▶ **Document text**
=-=-=-=-=
This got me thinking about the nature of my resolutions and positive daily habits in general. I don’t have have many daily habits that center on my own self-care/self-improvement except for one: I run. I don’t say “I’m a runner” because that often conjures up images and personality traits that I do not assign to myself, but I do put one foot in front of the other, above an ambling pace, daily.
This is probably why I thought writing 400 words a day would be a piece of cake. As a person who runs, I have become very good at keeping myself accountable and keeping track of numbers. I have found ways to motivate myself into doing the work and logging the miles. However, what I had forgotten is that it took years of successes and failures to get to this point. Now I like it, feel good doing it, and feel the positive results of the hard work, but at the beginning it was a slog. First, it was just about getting out the door and walking around the block. When that got easier I quickened the pace or lengthened the distance. Over time, I was able to do both. It’s been an on and off relationship that has finally transformed into something beautiful and has allowed me to maintain my physical and mental health. After 12 years of serious commitment, I’ll be running my 6th marathon this year, and I’m actually looking forward to it. Although, I know when I reach mile 22 of said race I will question all the choices that have led me to attempt such a silly distance on foot because it has happened 5 times before and let’s face it, 26.2 miles is crazy and this is why humans invented cars…but I digress.
Of course during a morning run I began thinking about this journey and I questioned why I don’t approach my writing in the same way? Certainly this physical and mental endeavor is akin to running. In the same way that I don’t call myself a runner, I would never call myself a writer. I am not special. Anyone who can walk, can run, and this is not far from the assumption that anyone who can write, can, well, write. While true, it’s so much more complex than that, isn’t it? It needs to be done daily, and strengthened with proper training, equipment, and realistic goals.
=-=-=-=-=
Saved entries
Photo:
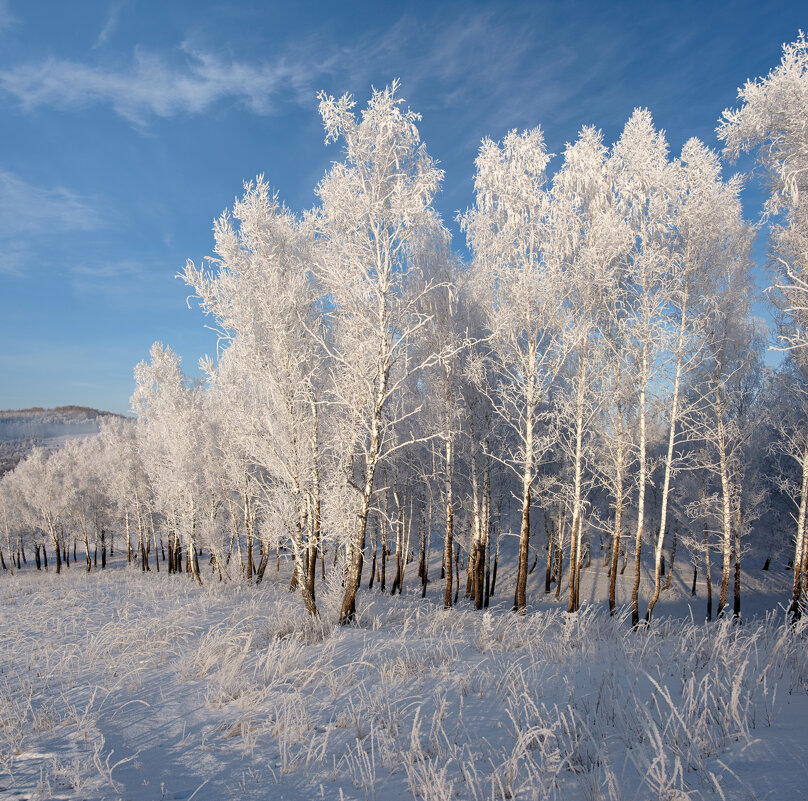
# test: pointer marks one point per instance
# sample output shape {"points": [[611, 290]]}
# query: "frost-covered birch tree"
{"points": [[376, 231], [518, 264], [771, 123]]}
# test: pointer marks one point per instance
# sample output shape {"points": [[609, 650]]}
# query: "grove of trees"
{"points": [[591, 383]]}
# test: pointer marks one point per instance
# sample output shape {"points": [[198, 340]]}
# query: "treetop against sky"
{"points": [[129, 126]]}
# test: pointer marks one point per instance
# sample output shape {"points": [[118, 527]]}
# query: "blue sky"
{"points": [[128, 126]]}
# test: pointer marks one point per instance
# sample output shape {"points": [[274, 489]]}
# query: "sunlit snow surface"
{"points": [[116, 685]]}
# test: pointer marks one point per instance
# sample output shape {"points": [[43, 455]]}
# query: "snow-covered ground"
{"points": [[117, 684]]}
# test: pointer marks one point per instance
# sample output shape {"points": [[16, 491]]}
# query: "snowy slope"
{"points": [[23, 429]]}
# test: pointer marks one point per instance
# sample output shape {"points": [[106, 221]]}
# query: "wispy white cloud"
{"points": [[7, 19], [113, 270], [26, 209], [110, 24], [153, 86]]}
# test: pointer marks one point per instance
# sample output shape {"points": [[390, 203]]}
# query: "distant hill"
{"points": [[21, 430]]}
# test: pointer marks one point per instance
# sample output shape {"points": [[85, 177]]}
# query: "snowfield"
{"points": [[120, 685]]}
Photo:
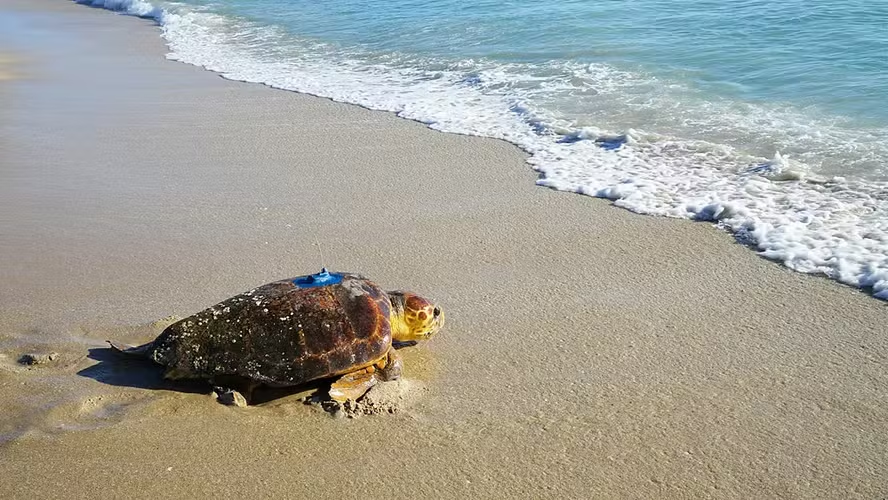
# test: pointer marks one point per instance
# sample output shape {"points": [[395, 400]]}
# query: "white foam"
=-=-=-=-=
▶ **Required action 1**
In the essay on running and writing, how many words a day did the author expect would be easy to write?
▶ **Required action 2**
Please retype the essay on running and writing, starting with "This got me" and going on through "ambling pace, daily.".

▶ **Written solution 1**
400 words a day.

▶ **Written solution 2**
This got me thinking about the nature of my resolutions and positive daily habits in general. I don’t have have many daily habits that center on my own self-care/self-improvement except for one: I run. I don’t say “I’m a runner” because that often conjures up images and personality traits that I do not assign to myself, but I do put one foot in front of the other, above an ambling pace, daily.